The time span you gave - started at around 2 and by 11 was pink, had me rule out most physical ailments and medical conditions as the color change would probably be faster.
You also indicated a constant change to pink which ruled out trauma.
Vtiligo is possible and "white patches" on a white dog might go unnoticed but I still think you would see something more than just the color change of the nose.
That left me with horrid visuals of you putting that white zinc oxide stuff on the dogs nose in summer. It MIGHT work but I have a feeling the dogs tongue can lick it off.
Tattoo the nose black? Ewwwwwwwwwwwww!
This pretty much left it down to "and other times, a dog nose turning pink is a completely natural part of aging." (ie: Genetic)

And, if it is "genetic" and a natural part of aging, there isn't much you can do about it. 

Sorry it wasn't more helpful.


----------



## outwest

My feeling is:
It is entirely genetic and there is nothing to do about it. I thought it was an odd thing for someone to tell a person with a light colored dog and a black nose. "You know, your dog might lose that black nose, you should try omega 3s, vitamin e and water without chlorine." 

I wouldn't think we would have this snow nose here since it is sunny year around with rarely an overcast day. If she loses the color, so what? Lots of light spoos lose their nose color. I wanted to see what you guys thought. Personally, I think it is genetic.

fluffy spoos- beautiful BLACK noses! Thanks for sharing your pics.


----------



## Fluffyspoos

I'm sure Vienna's will lighten with age, I'm prepared for it. Though since her nose is still this dark at 3, I'm thinking it'll be a slow process. Now if your dogs nose is fading by say 6 months, then I say you've got bad pigment.


----------



## outwest

7 months, still black. LOL


----------



## Tessa's Dad

outwest said:


> My feeling is:
> It is entirely genetic and there is nothing to do about it. I thought it was an odd thing for someone to tell a person with a light colored dog and a black nose. "You know, your dog might lose that black nose, you should try omega 3s, vitamin e and water without chlorine."
> 
> I wouldn't think we would have this snow nose here since it is sunny year around with rarely an overcast day. If she loses the color, so what? Lots of light spoos lose their nose color. I wanted to see what you guys thought. Personally, I think it is genetic.

*Provided information*:
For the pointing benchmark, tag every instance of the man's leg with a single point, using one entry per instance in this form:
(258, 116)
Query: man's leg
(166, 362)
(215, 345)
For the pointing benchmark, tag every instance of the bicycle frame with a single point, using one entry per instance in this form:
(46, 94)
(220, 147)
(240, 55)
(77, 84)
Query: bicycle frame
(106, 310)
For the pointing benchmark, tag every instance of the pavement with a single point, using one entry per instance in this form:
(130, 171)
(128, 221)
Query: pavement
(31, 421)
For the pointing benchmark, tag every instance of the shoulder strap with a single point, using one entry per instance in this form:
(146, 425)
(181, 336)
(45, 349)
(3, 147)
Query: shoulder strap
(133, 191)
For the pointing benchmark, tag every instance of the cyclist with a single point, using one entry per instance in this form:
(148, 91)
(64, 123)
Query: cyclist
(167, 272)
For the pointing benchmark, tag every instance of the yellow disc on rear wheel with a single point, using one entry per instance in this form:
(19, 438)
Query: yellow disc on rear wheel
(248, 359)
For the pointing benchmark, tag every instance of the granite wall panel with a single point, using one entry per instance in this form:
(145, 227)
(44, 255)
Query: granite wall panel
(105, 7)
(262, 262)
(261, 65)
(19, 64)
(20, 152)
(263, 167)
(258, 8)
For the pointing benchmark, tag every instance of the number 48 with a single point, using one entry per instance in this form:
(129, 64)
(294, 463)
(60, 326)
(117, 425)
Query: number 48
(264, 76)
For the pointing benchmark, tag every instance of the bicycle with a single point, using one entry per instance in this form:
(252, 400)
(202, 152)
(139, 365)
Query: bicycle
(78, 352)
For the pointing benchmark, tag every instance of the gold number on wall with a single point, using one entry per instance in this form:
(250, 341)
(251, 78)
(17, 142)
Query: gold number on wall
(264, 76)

*Your goal*: From the thread above about dog nose color, copy the part that begins with the words "The time span" and ends after the words "lick it off.". Keep every word the same.

*Result*:
The time span you gave - started at around 2 and by 11 was pink, had me rule out most physical ailments and medical conditions as the color change would probably be faster.
You also indicated a constant change to pink which ruled out trauma.
Vtiligo is possible and "white patches" on a white dog might go unnoticed but I still think you would see something more than just the color change of the nose.
That left me with horrid visuals of you putting that white zinc oxide stuff on the dogs nose in summer. It MIGHT work but I have a feeling the dogs tongue can lick it off.